### Request
Find every line in the rows below that contains the word "green", and copy each one out.

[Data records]
-*-
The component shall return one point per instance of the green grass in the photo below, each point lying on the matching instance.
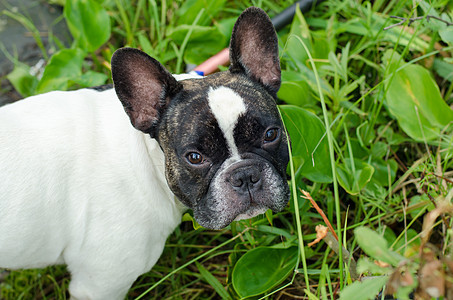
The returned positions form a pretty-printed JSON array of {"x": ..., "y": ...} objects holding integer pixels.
[{"x": 371, "y": 125}]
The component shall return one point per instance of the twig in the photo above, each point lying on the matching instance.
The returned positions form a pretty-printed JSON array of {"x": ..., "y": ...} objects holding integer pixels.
[
  {"x": 412, "y": 20},
  {"x": 323, "y": 215},
  {"x": 322, "y": 233}
]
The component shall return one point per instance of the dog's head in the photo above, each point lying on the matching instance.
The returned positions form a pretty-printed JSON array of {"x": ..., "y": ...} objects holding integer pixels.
[{"x": 224, "y": 143}]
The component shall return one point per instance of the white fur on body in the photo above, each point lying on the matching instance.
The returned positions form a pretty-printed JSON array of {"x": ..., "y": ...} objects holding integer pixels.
[{"x": 80, "y": 186}]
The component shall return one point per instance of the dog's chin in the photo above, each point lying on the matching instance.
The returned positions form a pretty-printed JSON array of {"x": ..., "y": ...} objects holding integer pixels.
[{"x": 253, "y": 211}]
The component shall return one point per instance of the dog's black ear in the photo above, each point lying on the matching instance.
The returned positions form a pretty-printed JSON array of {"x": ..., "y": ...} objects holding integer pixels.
[
  {"x": 254, "y": 49},
  {"x": 143, "y": 86}
]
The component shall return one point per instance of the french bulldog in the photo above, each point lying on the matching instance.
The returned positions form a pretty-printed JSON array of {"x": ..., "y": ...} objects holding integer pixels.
[{"x": 98, "y": 180}]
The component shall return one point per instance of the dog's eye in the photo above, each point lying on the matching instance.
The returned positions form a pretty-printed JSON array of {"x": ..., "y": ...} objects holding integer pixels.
[
  {"x": 194, "y": 158},
  {"x": 271, "y": 135}
]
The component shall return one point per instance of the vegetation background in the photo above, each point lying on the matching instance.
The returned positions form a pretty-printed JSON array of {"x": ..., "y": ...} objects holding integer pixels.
[{"x": 367, "y": 100}]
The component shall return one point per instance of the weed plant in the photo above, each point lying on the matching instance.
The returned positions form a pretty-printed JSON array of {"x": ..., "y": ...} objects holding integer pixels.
[{"x": 367, "y": 100}]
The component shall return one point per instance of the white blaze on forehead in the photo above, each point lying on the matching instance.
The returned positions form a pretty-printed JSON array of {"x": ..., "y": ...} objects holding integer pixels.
[{"x": 227, "y": 106}]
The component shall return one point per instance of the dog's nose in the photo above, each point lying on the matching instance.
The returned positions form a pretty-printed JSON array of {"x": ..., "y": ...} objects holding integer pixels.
[{"x": 246, "y": 179}]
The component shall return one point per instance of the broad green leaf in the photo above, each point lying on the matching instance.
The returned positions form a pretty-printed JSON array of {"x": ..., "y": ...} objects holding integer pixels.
[
  {"x": 446, "y": 35},
  {"x": 413, "y": 97},
  {"x": 204, "y": 41},
  {"x": 376, "y": 246},
  {"x": 189, "y": 10},
  {"x": 309, "y": 143},
  {"x": 64, "y": 66},
  {"x": 443, "y": 68},
  {"x": 261, "y": 269},
  {"x": 353, "y": 178},
  {"x": 213, "y": 282},
  {"x": 90, "y": 79},
  {"x": 294, "y": 90},
  {"x": 88, "y": 23},
  {"x": 22, "y": 80},
  {"x": 365, "y": 264},
  {"x": 364, "y": 290}
]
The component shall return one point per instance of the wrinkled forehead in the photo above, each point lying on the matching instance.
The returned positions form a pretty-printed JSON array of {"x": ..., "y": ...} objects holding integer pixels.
[{"x": 211, "y": 109}]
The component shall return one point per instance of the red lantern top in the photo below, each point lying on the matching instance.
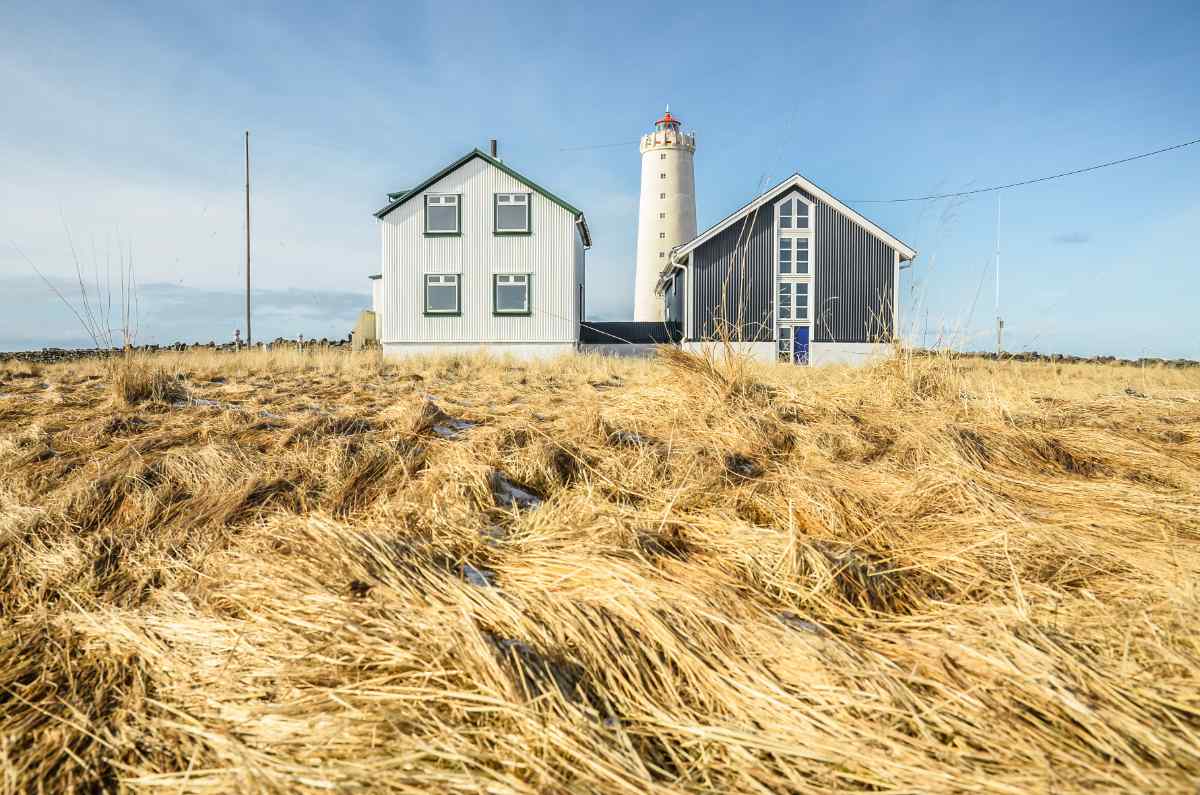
-*-
### Written answer
The component shall return one point per instance of the green grass in the photo below, each point lying on the matching instance.
The component shall return one point per instance of the broad green leaf in the photo above, each point lying on the matching instance.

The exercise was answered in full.